**Pointing and labeling entries:**
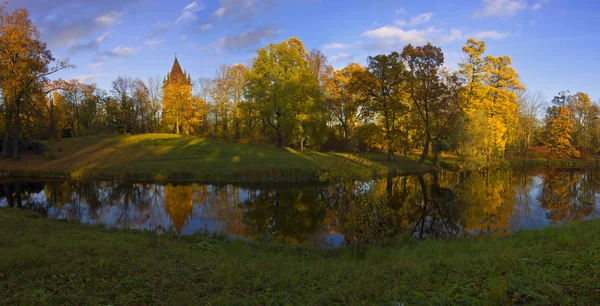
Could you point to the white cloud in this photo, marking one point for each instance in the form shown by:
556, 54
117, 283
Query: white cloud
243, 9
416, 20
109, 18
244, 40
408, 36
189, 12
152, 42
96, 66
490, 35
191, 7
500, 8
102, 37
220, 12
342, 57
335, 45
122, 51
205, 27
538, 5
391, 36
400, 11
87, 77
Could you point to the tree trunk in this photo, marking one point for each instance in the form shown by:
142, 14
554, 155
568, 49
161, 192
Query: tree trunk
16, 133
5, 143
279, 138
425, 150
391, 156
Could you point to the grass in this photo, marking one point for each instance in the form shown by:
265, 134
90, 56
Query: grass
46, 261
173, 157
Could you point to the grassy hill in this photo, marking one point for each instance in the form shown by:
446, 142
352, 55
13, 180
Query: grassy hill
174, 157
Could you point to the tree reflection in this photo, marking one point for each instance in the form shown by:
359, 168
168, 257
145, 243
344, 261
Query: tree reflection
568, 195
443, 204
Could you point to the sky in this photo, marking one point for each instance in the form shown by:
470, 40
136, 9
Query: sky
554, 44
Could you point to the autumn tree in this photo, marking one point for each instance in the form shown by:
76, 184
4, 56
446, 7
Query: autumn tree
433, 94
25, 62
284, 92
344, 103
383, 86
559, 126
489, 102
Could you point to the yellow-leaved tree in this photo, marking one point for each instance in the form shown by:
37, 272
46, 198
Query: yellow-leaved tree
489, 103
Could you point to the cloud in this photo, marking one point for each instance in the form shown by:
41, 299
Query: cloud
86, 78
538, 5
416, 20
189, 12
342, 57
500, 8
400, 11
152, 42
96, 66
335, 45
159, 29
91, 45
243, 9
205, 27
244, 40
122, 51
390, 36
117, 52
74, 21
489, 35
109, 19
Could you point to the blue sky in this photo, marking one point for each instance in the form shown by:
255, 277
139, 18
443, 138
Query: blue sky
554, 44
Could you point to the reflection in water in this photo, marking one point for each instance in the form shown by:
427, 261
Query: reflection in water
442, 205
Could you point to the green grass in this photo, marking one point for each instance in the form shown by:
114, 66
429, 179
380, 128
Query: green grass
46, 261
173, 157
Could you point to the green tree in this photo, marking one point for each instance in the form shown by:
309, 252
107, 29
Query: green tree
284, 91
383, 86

...

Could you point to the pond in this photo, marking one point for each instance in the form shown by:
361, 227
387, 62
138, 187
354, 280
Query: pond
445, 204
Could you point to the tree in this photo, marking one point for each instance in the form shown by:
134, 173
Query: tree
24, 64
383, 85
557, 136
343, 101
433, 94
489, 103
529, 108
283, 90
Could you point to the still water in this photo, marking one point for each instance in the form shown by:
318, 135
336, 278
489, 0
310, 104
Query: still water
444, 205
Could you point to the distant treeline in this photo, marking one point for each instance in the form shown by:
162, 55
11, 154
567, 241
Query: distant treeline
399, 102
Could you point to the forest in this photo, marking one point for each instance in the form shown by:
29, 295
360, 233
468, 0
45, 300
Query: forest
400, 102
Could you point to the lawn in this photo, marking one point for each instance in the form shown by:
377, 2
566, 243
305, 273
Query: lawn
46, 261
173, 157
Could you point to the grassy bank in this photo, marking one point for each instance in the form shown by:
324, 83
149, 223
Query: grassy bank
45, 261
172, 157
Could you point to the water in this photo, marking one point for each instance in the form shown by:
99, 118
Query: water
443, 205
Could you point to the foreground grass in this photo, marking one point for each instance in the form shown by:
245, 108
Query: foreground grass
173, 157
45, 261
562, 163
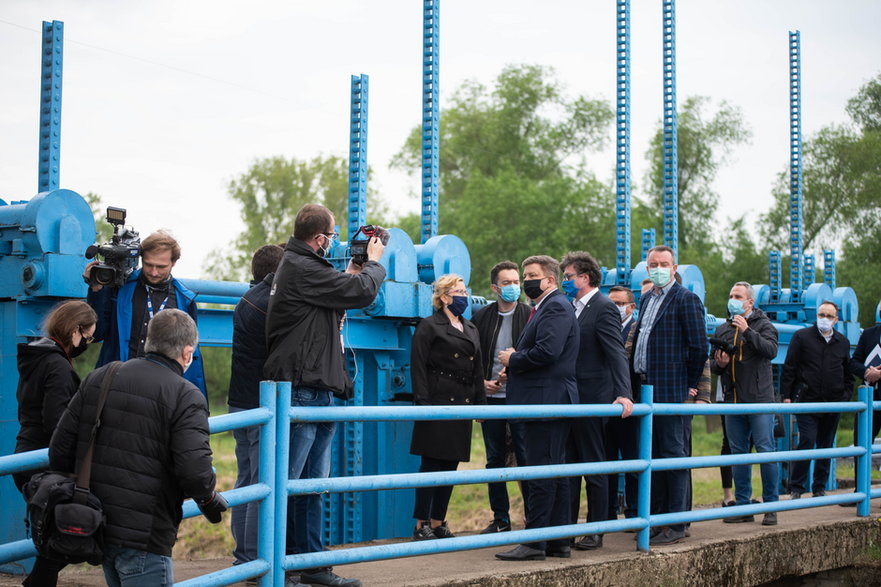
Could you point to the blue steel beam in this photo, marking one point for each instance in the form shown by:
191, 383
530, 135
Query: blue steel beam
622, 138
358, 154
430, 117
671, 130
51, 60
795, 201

**Required work:**
Identify every line in the records above that contains the word "bank", and copy each of those lines in full.

**Written response:**
Could you point to the grassy bank in this photo, marking one point for each instance in the form shown by:
Query: grassy bank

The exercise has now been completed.